= Beginning of Section =
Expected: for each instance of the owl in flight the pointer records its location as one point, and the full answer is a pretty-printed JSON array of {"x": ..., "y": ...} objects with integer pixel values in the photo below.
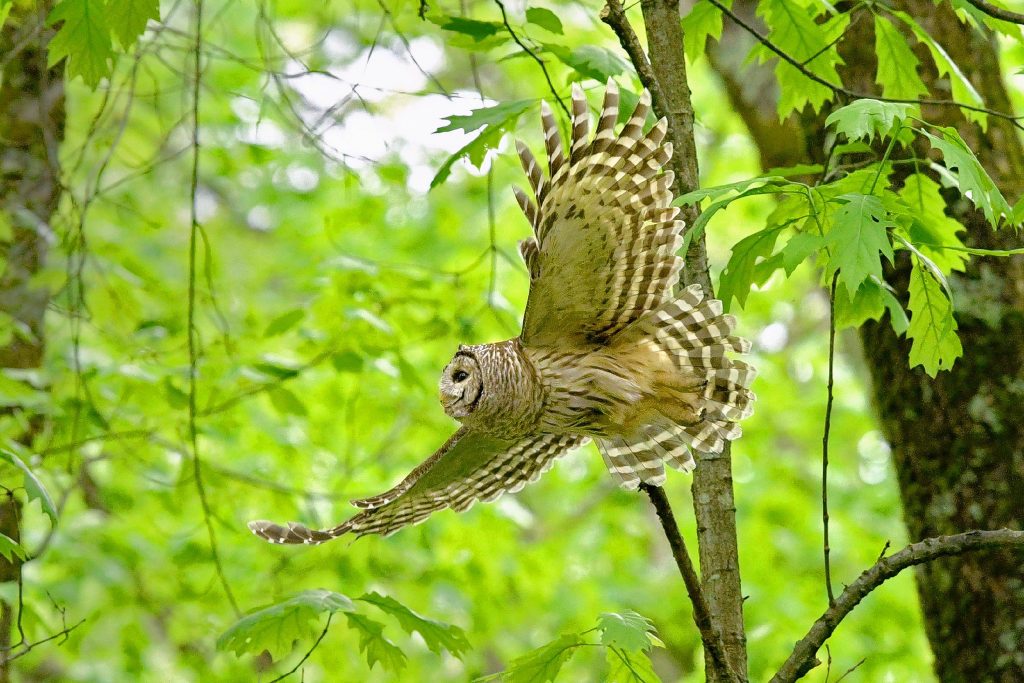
[{"x": 608, "y": 351}]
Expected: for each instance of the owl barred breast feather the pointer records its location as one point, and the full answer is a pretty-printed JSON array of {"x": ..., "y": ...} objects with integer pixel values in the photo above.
[{"x": 608, "y": 351}]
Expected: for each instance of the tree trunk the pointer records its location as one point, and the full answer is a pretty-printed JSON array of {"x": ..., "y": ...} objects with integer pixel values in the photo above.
[
  {"x": 31, "y": 128},
  {"x": 958, "y": 439}
]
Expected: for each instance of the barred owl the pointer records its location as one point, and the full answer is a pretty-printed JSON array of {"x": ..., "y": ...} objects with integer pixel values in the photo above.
[{"x": 608, "y": 351}]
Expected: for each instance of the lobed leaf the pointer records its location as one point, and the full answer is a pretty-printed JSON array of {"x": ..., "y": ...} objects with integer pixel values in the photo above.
[
  {"x": 861, "y": 119},
  {"x": 276, "y": 627},
  {"x": 33, "y": 486},
  {"x": 374, "y": 645},
  {"x": 83, "y": 38},
  {"x": 973, "y": 180},
  {"x": 628, "y": 631},
  {"x": 435, "y": 634},
  {"x": 897, "y": 70}
]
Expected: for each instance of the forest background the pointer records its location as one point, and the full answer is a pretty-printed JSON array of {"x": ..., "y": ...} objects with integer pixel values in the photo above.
[{"x": 232, "y": 281}]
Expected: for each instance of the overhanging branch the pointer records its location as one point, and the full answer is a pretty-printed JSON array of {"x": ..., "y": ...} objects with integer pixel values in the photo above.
[{"x": 802, "y": 659}]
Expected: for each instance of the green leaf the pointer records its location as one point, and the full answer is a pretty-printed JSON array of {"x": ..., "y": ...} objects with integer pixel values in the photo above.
[
  {"x": 4, "y": 11},
  {"x": 374, "y": 645},
  {"x": 702, "y": 22},
  {"x": 276, "y": 627},
  {"x": 974, "y": 181},
  {"x": 933, "y": 329},
  {"x": 592, "y": 61},
  {"x": 33, "y": 486},
  {"x": 962, "y": 88},
  {"x": 627, "y": 667},
  {"x": 543, "y": 665},
  {"x": 284, "y": 323},
  {"x": 347, "y": 361},
  {"x": 864, "y": 118},
  {"x": 798, "y": 248},
  {"x": 286, "y": 402},
  {"x": 487, "y": 116},
  {"x": 545, "y": 18},
  {"x": 10, "y": 548},
  {"x": 795, "y": 31},
  {"x": 495, "y": 120},
  {"x": 436, "y": 635},
  {"x": 628, "y": 631},
  {"x": 897, "y": 70},
  {"x": 871, "y": 300},
  {"x": 928, "y": 226},
  {"x": 474, "y": 29},
  {"x": 128, "y": 18},
  {"x": 739, "y": 274},
  {"x": 857, "y": 238},
  {"x": 83, "y": 37}
]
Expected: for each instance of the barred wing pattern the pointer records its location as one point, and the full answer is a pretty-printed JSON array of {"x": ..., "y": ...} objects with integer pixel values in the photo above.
[
  {"x": 603, "y": 251},
  {"x": 469, "y": 467}
]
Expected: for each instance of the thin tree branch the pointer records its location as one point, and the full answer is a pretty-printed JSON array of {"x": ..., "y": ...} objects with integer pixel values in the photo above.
= End of Section =
Work to complete
Without including any image, reproduce the full listing above as written.

Exercise response
Expected: for each instance of the owl in flight the pointer records its location as one point, and the full answer is a pretty-printed JSON array of {"x": ..., "y": ...} objects with integer pixel values in the photo below.
[{"x": 608, "y": 351}]
Expected: for each instance of the owl barred breast feather the pointer records its location as one point, and the full answer is a pretty-printed JSON array of {"x": ..., "y": ...} objects with integer pixel values in the photo above.
[{"x": 608, "y": 351}]
Expected: for each instance of the tree trunk the pointer records its location as one point, and the full answer is a pretty-printed JSON array of {"x": ..., "y": ...} objects with integer pixel values in the photo above.
[
  {"x": 31, "y": 128},
  {"x": 958, "y": 439}
]
Expected: for each instance of the barred owl the pointer records its location as one point, and the full answer is a pretty-printed JSON array of {"x": ..., "y": ...} objects with integer pixel values in the photo above.
[{"x": 608, "y": 351}]
Expected: for each instance of the lobed leaf the pointer records its location as one point, and the full answer is a pretty-printed JSON array of {"x": ..., "y": ...} objects with integer pixel values in the photo above.
[
  {"x": 861, "y": 119},
  {"x": 276, "y": 627},
  {"x": 33, "y": 486},
  {"x": 374, "y": 645},
  {"x": 83, "y": 38},
  {"x": 973, "y": 180},
  {"x": 628, "y": 631},
  {"x": 435, "y": 634},
  {"x": 897, "y": 70}
]
Expected: for each instance of the forest background the pointer records its location as one point, and the full answer is a pretty-printed JSON array of {"x": ..., "y": ...} objects with integer pixel values in the photo above.
[{"x": 232, "y": 281}]
Expected: for each instance of the overhanging branch the pointer records its location as one point, and the full answer is a pretty-printed JSON array of {"x": ..., "y": ...} objects with integer pixel values in the photo above.
[{"x": 802, "y": 659}]
Expected: for each instance of the green leaf the pointer records its location as one point, and the full answer is a pretty-printed JSON array of {"x": ..., "y": ...} objects with integer pixel values in the photo above.
[
  {"x": 4, "y": 11},
  {"x": 374, "y": 645},
  {"x": 702, "y": 22},
  {"x": 276, "y": 627},
  {"x": 974, "y": 181},
  {"x": 933, "y": 329},
  {"x": 592, "y": 61},
  {"x": 33, "y": 486},
  {"x": 962, "y": 88},
  {"x": 627, "y": 667},
  {"x": 543, "y": 665},
  {"x": 284, "y": 323},
  {"x": 347, "y": 361},
  {"x": 864, "y": 118},
  {"x": 798, "y": 248},
  {"x": 286, "y": 402},
  {"x": 487, "y": 116},
  {"x": 545, "y": 18},
  {"x": 10, "y": 548},
  {"x": 795, "y": 31},
  {"x": 495, "y": 120},
  {"x": 436, "y": 635},
  {"x": 628, "y": 631},
  {"x": 897, "y": 70},
  {"x": 871, "y": 300},
  {"x": 928, "y": 226},
  {"x": 474, "y": 29},
  {"x": 128, "y": 18},
  {"x": 739, "y": 274},
  {"x": 857, "y": 238},
  {"x": 83, "y": 37}
]
Expected: for each instance of the barred wing pattern the pointer records its location as one point, and the full answer is a pretty-printed JSON array of {"x": ..., "y": ...} objects with integer pixel values in the photo above.
[
  {"x": 603, "y": 251},
  {"x": 469, "y": 467}
]
Expected: for each instance of the thin tree branch the pointer records its location as one point, and the full answer is a pretty-printed JSON array of {"x": ..., "y": ...} objects with integer pixel values in the photo above.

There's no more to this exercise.